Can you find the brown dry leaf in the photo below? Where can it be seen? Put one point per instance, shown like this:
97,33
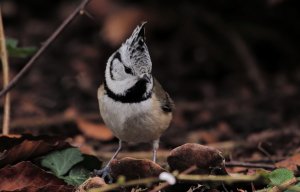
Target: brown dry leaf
291,163
119,24
13,150
26,176
133,168
96,131
90,183
207,159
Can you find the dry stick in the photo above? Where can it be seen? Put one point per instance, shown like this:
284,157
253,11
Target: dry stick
45,45
127,184
5,66
249,165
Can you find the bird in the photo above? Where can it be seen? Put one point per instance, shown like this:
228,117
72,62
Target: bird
132,102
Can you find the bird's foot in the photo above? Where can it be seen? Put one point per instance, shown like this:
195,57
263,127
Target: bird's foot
104,174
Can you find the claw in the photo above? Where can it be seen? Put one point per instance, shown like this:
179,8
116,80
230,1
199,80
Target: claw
104,174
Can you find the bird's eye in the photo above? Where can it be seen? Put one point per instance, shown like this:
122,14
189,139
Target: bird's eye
128,70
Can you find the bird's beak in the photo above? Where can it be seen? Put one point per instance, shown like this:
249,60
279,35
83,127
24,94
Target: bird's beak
141,32
147,77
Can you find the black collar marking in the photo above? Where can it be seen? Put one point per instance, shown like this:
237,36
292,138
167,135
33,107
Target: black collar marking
134,95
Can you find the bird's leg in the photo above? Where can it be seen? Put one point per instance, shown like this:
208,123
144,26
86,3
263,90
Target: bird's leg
155,148
105,172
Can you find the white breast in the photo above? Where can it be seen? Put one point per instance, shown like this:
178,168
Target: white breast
134,122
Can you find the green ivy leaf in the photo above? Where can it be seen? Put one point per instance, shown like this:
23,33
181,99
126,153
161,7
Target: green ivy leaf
60,162
14,51
294,188
279,176
77,176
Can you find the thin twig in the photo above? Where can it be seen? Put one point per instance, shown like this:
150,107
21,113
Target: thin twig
248,165
127,184
45,45
5,66
224,178
284,185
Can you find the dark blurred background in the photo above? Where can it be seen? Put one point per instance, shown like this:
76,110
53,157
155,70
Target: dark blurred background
232,67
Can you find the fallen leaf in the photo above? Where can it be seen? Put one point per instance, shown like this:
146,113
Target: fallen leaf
13,150
96,131
71,165
207,159
93,182
26,176
291,163
133,168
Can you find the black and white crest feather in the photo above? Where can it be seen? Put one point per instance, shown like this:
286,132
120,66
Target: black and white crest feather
128,72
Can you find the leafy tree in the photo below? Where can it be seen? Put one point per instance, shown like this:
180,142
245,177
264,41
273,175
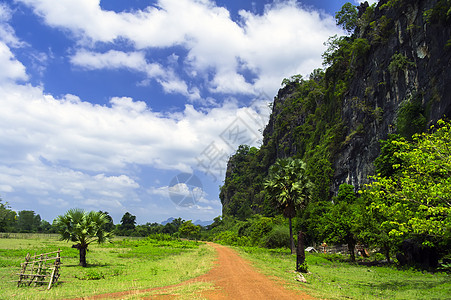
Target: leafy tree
347,17
387,159
290,187
109,226
416,200
339,223
7,217
83,228
188,229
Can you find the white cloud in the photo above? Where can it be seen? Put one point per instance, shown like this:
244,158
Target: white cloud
78,135
110,60
7,34
285,40
12,69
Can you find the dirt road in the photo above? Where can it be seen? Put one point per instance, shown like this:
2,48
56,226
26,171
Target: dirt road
233,278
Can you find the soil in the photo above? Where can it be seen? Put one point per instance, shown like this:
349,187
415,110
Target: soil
233,278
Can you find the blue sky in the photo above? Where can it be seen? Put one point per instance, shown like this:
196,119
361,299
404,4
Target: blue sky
104,103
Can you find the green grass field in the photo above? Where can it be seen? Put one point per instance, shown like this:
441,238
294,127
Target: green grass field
120,266
341,280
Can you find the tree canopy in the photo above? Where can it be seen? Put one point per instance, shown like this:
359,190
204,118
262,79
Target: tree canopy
83,228
416,199
289,185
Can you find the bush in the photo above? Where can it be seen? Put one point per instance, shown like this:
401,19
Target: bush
279,237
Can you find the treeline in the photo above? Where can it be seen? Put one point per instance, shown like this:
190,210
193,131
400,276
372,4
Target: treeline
407,204
27,221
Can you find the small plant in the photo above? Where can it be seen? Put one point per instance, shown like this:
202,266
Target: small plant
91,275
303,268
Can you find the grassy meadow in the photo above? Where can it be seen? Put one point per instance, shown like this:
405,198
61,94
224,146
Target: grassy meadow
331,278
118,266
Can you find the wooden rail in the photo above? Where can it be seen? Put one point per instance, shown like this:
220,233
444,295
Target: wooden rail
39,269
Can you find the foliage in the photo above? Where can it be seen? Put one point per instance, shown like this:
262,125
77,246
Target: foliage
440,13
289,185
387,159
28,221
7,217
339,222
128,223
160,261
278,237
411,117
188,229
398,63
347,17
337,279
415,201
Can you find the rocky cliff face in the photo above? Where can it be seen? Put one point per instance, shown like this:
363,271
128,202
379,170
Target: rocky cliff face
380,88
395,78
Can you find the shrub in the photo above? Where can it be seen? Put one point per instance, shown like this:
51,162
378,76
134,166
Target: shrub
279,237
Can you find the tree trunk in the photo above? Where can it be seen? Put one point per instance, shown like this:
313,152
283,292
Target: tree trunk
300,252
82,251
351,247
387,253
291,237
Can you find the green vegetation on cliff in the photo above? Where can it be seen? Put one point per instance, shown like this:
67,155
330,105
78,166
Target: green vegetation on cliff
375,83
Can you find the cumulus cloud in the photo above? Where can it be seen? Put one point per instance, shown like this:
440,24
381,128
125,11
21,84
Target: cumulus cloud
285,40
12,69
72,148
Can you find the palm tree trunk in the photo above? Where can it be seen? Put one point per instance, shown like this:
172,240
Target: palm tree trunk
351,246
291,236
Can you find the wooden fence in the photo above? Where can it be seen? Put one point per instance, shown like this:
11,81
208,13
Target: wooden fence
40,269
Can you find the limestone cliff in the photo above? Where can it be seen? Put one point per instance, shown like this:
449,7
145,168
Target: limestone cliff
393,75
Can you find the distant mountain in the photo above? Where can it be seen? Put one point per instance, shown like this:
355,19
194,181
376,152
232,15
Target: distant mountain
203,223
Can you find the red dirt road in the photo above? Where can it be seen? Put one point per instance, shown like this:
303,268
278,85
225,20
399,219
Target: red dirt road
233,278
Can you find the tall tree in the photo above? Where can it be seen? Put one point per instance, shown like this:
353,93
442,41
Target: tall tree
415,200
128,223
339,223
109,226
7,217
289,185
83,228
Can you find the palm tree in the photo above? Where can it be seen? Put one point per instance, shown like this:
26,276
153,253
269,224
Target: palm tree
290,186
83,228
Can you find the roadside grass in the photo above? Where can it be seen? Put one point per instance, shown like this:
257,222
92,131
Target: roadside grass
119,266
335,279
190,291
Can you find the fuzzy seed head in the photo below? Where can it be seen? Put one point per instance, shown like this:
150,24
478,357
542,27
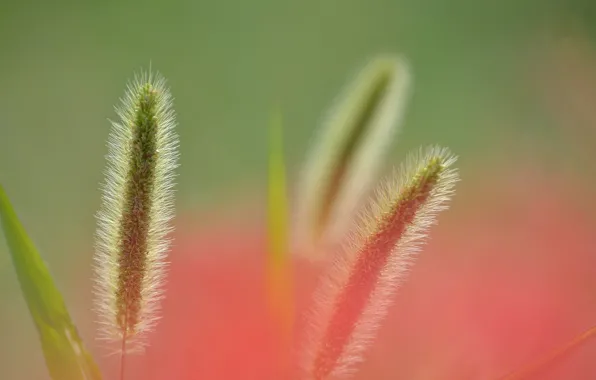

*What you will do:* Once you have checked every line of the material above, return the ones that hold the string "below".

*Task result:*
Can you find the brown dry leaf in the photo below? Where can it be seen? Put one point per instance, shown like this:
Can you find the leafy tree in the photo below? Where can it be seen? Put one point per instance, shown like this:
Can you find the fuzzy seed head in the photo below? Where can it be seen? Put one point per instance, shown like this:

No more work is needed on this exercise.